**WORK TO DO**
Could you reproduce every one of the records below word for word?

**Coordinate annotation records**
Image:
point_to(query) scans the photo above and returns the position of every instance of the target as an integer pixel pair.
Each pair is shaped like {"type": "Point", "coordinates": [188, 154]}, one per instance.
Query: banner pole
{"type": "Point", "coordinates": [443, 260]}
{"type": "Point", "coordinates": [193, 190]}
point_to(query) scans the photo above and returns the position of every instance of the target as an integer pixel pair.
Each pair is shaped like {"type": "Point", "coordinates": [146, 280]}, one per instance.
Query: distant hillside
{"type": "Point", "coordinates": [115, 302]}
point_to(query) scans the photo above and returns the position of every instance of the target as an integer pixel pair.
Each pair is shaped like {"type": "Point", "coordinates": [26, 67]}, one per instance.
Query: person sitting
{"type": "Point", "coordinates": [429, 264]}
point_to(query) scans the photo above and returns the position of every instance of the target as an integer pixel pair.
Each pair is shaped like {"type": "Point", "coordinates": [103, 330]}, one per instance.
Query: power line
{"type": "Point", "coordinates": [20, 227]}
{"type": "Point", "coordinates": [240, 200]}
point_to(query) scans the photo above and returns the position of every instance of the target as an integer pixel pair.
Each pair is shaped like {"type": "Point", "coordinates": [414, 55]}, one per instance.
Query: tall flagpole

**COMPLETE ANSWER**
Image:
point_to(query) scans the photo above and returns the position of every instance of the target as an integer pixel pair.
Each pair is shaped like {"type": "Point", "coordinates": [188, 154]}, one per instance.
Query: banner pole
{"type": "Point", "coordinates": [443, 260]}
{"type": "Point", "coordinates": [193, 190]}
point_to(query) scans the photo above and returns the position of every instance of the target as an integer pixel pair.
Each pair is shaped like {"type": "Point", "coordinates": [146, 280]}, one per instance.
Query: distant hillside
{"type": "Point", "coordinates": [115, 302]}
point_to(query) scans the photo above and returns the position of every instance of the target as an integer pixel pair.
Each pair is shaped like {"type": "Point", "coordinates": [26, 67]}, one per instance.
Query: person sitting
{"type": "Point", "coordinates": [429, 264]}
point_to(query) scans the photo above and returns the position of every instance of the target as an integer pixel pair.
Each pair is shaped like {"type": "Point", "coordinates": [103, 330]}, one per instance.
Query: power line
{"type": "Point", "coordinates": [20, 227]}
{"type": "Point", "coordinates": [240, 200]}
point_to(query) scans the photo above and returns the position of every instance of the target as an integer pixel pair.
Each pair is shaped like {"type": "Point", "coordinates": [414, 55]}, one per instance.
Query: tall flagpole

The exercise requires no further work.